Exact copies of the line with "the armchair cushion" and of all lines after it through the end of the entries are required, and no other lines.
"""
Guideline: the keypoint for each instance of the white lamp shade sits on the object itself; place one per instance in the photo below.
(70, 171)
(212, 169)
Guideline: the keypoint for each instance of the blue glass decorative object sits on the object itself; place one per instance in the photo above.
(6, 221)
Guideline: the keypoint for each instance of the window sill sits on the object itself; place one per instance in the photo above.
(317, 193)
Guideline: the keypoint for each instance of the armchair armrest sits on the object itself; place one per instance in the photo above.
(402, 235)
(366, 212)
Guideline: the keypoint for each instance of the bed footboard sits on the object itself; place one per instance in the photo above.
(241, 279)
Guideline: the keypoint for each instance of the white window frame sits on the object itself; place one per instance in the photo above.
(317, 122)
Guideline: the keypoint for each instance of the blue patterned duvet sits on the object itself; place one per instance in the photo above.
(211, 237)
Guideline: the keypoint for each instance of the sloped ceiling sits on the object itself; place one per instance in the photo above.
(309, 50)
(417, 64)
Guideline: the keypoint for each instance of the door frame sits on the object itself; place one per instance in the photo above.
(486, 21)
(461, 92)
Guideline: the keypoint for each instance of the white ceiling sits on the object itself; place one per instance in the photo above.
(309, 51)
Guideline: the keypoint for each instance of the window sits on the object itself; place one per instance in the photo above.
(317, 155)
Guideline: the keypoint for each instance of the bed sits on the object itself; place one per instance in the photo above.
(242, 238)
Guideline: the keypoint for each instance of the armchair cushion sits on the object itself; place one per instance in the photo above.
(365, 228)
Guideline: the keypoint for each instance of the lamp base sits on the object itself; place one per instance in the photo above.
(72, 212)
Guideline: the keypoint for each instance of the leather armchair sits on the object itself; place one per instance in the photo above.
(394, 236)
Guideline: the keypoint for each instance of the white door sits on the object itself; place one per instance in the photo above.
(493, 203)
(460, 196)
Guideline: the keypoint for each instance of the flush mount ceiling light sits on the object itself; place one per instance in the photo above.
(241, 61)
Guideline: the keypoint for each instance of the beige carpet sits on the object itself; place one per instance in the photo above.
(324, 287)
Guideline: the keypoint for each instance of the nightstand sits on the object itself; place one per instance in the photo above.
"""
• [Solution for this task]:
Guideline: the keypoint for each instance of the armchair cushion sits on the object itself; place one per instance in the photo above.
(365, 228)
Guideline: the keypoint for each instance of the lamp base sits on the object itself; place one per instance in the photo above.
(72, 212)
Guideline: the keypoint for each instance of the leather armchair sits on the object itself; place one per instance in the photo above.
(394, 236)
Guideline: the keypoint for each instance of the white door sits on the object itself; place one per instance in the photo above.
(493, 203)
(460, 196)
Guideline: the keypoint for each instance of the flush mount ceiling light sits on the object itself; place one per instance in the photo above.
(241, 61)
Guideline: the keypoint for each instance of the beige carpet sits on the object itself; place one per instance in the photo above.
(324, 287)
Guideline: the keypoint for each instance of the nightstand sits on the object itself; place one per instance in the photo above.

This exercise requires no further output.